[Source passage — start]

(Bloomberg) - The Federal Reserve needs to deliver a Volcker-style shock to drive down asset prices if it wants to slow inflation without causing a recession, according to Credit Suisse Group AG strategist Zoltan Pozsar.
Policy makers should stoke volatility to set off corrections in assets including stocks, houses and Bitcoin, deterring early retirement and driving people into the workforce, Pozsar wrote in a note to clients. His comments harked back to the way Paul Volcker broke the back of inflation in the 1980s with massive rate increases.
The difference this time is policy makers need to bring “about more supply of labor, not less demand for it,” and slow inflation in services which is driven up mainly by higher housing costs and the availability of workers, Pozsar said. The key to turning those drivers around is to tighten financial conditions by increasing longer-term borrowing costs that underpin asset valuations, the influential analyst said.
“Maybe the Fed should hike 50 basis points in March, put an end to press conferences, and sell $50 billion of 10-year notes the next day,” Pozsar wrote.
It’s a view that shines the spotlight on the windfall that years of quantitative easing has had for capital owners, a policy that critics say has inflated asset prices and contributed to rising inequality. Since the wake of the global financial crisis, the Fed’s balance sheet has grown four-and-a-half-fold to almost $9 trillion.
Policy Headwinds
Fed Chairman Jerome Powell has pledged to bring under control the strongest inflation in four decades. Yet the pace of rate increases required, according to market pricing, would make a severe slowdown in the economy all too likely.
Complicating the picture further is that goods prices have turned into a sustained source of price pressures, Pozsar said. Meanwhile, the Fed’s updated dual mandate calls for it to avoid creating recessions and yet it can only rein in goods costs through rapid interest-rate hikes that will curb demand.

[Source passage — finish]
[Dataset entries — start]

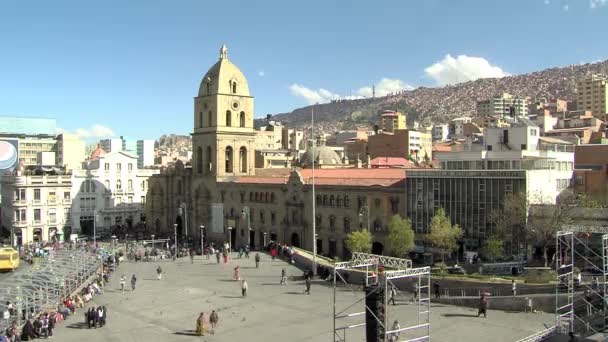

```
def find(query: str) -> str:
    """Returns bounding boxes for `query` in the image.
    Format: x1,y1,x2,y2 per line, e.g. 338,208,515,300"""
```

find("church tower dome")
198,45,249,96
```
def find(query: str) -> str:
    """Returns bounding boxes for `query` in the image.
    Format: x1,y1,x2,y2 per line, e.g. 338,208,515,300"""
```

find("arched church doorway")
291,233,300,248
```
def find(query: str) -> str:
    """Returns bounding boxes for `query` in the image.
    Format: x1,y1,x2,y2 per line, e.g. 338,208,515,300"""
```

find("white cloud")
57,124,116,139
424,54,509,85
289,78,414,104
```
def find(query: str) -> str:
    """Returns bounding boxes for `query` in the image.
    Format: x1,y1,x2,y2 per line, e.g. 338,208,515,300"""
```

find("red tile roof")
236,168,405,186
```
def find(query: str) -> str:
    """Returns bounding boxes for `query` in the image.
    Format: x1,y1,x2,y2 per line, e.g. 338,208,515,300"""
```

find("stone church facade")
146,46,406,256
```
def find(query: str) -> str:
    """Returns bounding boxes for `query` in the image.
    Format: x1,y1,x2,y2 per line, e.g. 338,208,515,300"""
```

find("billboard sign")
0,138,19,175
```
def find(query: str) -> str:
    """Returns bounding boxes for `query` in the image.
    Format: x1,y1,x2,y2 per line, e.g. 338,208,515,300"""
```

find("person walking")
241,279,249,297
388,285,397,305
209,310,220,334
196,312,205,336
120,274,127,292
232,265,241,281
477,293,488,318
304,276,312,295
97,306,105,328
433,282,441,299
388,320,401,342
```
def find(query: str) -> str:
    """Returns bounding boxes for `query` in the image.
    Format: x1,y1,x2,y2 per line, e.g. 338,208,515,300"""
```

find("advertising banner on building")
211,203,224,234
0,138,19,175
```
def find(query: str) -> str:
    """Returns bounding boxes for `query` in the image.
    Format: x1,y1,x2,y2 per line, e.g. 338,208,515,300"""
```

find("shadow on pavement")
66,322,89,329
173,330,198,336
441,314,479,318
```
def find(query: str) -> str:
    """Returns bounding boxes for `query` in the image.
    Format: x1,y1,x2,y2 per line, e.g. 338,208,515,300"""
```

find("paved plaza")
48,255,554,342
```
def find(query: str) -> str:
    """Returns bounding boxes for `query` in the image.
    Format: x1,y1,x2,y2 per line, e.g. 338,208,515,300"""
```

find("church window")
206,146,213,173
226,110,232,127
239,146,247,173
225,146,233,173
196,146,203,173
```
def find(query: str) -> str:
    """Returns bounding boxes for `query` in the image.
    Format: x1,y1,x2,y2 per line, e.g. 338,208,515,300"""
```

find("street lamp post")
200,224,205,258
228,227,232,255
173,223,177,257
241,207,251,248
93,212,97,248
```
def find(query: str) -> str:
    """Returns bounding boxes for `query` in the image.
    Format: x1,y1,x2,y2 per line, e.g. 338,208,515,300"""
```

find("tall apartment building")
576,74,608,118
137,140,154,169
2,166,72,245
380,110,407,132
0,133,85,170
477,93,528,116
120,135,137,154
432,124,450,141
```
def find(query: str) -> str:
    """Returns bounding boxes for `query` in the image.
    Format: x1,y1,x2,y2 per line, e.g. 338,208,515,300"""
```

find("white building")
433,118,574,204
99,138,123,152
450,116,472,137
2,166,72,245
137,140,154,169
72,148,159,235
432,124,450,141
477,93,528,117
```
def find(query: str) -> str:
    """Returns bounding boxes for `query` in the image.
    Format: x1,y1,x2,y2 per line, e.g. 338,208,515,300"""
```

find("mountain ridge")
256,60,608,132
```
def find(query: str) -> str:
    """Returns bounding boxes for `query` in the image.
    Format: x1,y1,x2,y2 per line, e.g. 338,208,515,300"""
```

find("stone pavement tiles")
55,253,554,342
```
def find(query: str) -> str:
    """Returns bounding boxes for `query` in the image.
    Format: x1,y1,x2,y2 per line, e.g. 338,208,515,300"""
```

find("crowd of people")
0,245,120,342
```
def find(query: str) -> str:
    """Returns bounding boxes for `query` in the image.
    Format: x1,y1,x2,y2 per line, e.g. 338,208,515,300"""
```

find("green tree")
490,192,528,255
346,229,372,253
386,215,414,258
526,193,577,267
481,235,504,261
428,208,462,261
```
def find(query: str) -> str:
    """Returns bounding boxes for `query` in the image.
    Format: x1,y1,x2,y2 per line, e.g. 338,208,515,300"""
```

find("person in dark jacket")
21,319,36,341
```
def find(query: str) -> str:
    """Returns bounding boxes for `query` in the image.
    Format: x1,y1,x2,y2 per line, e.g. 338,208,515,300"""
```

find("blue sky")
0,0,608,140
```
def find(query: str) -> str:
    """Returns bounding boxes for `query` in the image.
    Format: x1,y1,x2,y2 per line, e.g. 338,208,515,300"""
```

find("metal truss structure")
555,232,574,334
555,231,608,335
333,253,431,342
351,253,412,270
0,250,103,325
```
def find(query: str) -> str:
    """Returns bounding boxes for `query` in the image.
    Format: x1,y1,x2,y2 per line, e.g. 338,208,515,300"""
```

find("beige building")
477,93,528,116
576,75,608,119
0,133,85,170
380,110,407,133
367,129,433,161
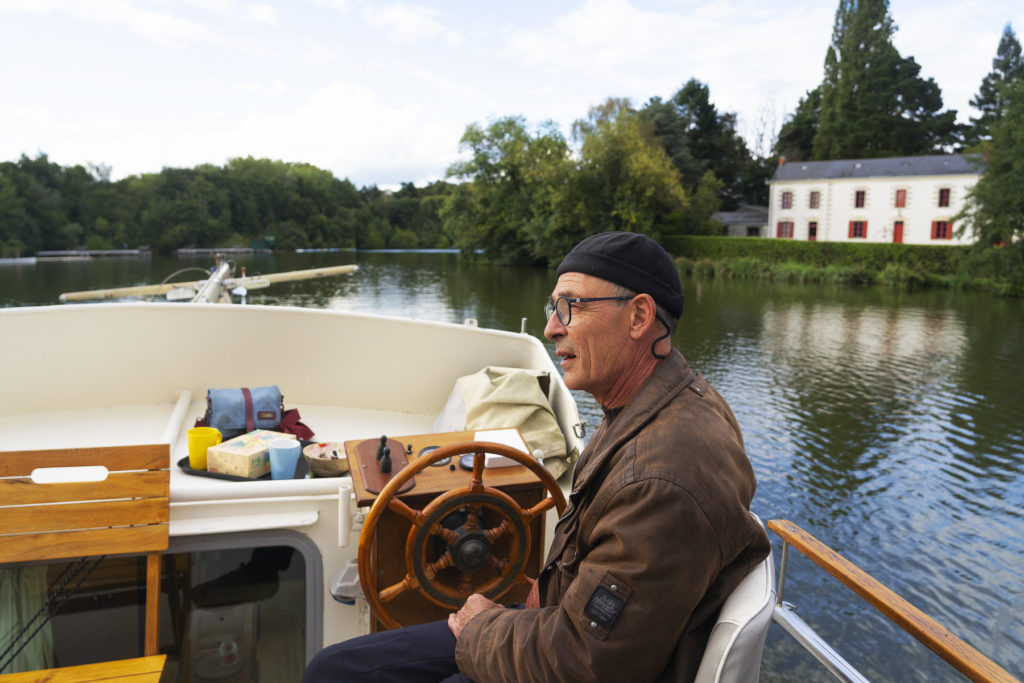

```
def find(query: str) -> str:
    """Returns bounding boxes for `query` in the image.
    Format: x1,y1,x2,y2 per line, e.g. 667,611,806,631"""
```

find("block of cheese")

[Dataset entries — finish]

Things to do:
[a] According to the Fed article, how much has the Fed's balance sheet grown since the wake of the global financial crisis?
[b] Using the Fed article, explain why Pozsar says policy makers should set off corrections in assets such as stocks, houses and Bitcoin.

Responses per task:
[a] It has grown four-and-a-half-fold, to almost $9 trillion.

[b] Falling asset prices would deter early retirement and drive people into the workforce. This fits his view that the Fed needs to bring "about more supply of labor, not less demand for it," since services inflation is driven mainly by housing costs and the availability of workers.